:: What to do ::
- A) Return the passage of the forum post on magnets under a turntable carriage that runs from "damping - this" up to and including "carriage (and cables)".
- B) Write the next part of the forum post on magnets under a turntable carriage, starting after its final sentence.

:: Text block ::
>> Start

True what you say, even if the case of TTs seems rather different imho: to reduce the bearing noise of super massive platters, and often to get a significant decoupling too.

Anyway the only possible advantages could be:
uniform field: during the travel the magnets attract uniformly the rail (without its own field). An array of magnets can have the necessary uniform flux not to alter the carriage movement?
damping - this time the weight is subtracted from attraction, not added, and the difference may be brought to a minimum.
grounding becomes independent from the effective horizontal mass, and adjustable

In any case all this seems to me a superfluous complication, there is enough fun (or trouble) to build an acceptable carriage (and cables)

>> End

:: Data supplied ::
>> Start

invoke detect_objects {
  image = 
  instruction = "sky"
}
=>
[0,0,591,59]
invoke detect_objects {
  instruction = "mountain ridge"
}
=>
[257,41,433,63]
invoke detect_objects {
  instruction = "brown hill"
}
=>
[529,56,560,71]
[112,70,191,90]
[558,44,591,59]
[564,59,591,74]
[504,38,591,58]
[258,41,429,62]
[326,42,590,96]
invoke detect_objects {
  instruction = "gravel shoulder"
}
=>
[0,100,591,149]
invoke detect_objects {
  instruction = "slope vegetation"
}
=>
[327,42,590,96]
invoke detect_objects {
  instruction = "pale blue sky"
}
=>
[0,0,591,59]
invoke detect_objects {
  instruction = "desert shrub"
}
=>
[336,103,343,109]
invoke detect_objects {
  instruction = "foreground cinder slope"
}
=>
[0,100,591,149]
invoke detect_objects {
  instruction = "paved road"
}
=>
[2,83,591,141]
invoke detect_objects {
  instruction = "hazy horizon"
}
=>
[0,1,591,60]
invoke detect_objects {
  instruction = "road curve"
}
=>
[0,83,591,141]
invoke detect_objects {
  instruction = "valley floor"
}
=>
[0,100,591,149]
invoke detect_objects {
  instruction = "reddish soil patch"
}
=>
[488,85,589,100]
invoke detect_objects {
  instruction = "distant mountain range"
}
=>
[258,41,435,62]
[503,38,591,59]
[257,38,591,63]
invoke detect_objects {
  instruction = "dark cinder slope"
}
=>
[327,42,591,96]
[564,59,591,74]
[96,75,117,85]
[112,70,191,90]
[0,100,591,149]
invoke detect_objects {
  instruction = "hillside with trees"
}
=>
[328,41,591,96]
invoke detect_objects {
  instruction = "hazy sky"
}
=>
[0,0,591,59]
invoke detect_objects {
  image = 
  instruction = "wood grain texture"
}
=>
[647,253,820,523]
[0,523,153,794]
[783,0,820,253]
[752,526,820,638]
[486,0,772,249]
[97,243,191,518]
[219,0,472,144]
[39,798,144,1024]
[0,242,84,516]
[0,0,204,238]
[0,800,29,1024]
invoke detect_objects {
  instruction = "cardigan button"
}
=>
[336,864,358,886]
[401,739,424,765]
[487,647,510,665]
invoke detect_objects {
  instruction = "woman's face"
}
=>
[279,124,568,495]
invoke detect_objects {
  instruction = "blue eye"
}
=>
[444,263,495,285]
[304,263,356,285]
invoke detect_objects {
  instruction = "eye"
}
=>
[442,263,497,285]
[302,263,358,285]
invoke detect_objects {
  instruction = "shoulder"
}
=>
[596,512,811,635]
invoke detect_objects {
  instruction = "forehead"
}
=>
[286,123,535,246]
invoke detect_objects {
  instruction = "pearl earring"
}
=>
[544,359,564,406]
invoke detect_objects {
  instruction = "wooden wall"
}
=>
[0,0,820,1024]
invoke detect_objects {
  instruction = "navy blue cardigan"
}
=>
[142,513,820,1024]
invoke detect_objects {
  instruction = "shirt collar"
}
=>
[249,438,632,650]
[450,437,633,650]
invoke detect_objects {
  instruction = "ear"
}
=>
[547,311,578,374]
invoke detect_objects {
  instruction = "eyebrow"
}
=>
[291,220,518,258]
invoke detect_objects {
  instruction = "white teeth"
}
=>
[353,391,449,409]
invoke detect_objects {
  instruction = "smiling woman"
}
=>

>> End

:: Answers to the tasks ::
- A)
damping - this time the weight is subtracted from attraction, not added, and the difference may be brought to a minimum.
grounding becomes independent from the effective horizontal mass, and adjustable

In any case all this seems to me a superfluous complication, there is enough fun (or trouble) to build an acceptable carriage (and cables)

- B)
c
 
More Lil Casey

After several listening sessions with expensive MC carts, we tried some decent MMs. Finally I have borrowed the arm to listen it in my own system. After some Kamasutra with installing it on my reserve Braun belt drive turntable (heavily upgraded with 7 kilogramm platter) I tried Ortofon VMS20EO and Empire 888PE carts, and finally coreless MC cartridge of my own design. Surprizingly, Lil Casey sonic performance with high compliance Ortofon was excellent, and with Empire (888 is my favorite among MMs) it was even better. My own MC also sounds better, than on pivot arm (it is a heavy cart with low compliance and 3 gramm tracking weight). My unexpected conclusion: Lil Case works and sounds excellent with high and low compliance carts, and with both MCs and MMs. That is unusual and unexpacted.
Actually, nobody expected to hear VMS20 to perform as close to very expensive MCs, and it is a fact.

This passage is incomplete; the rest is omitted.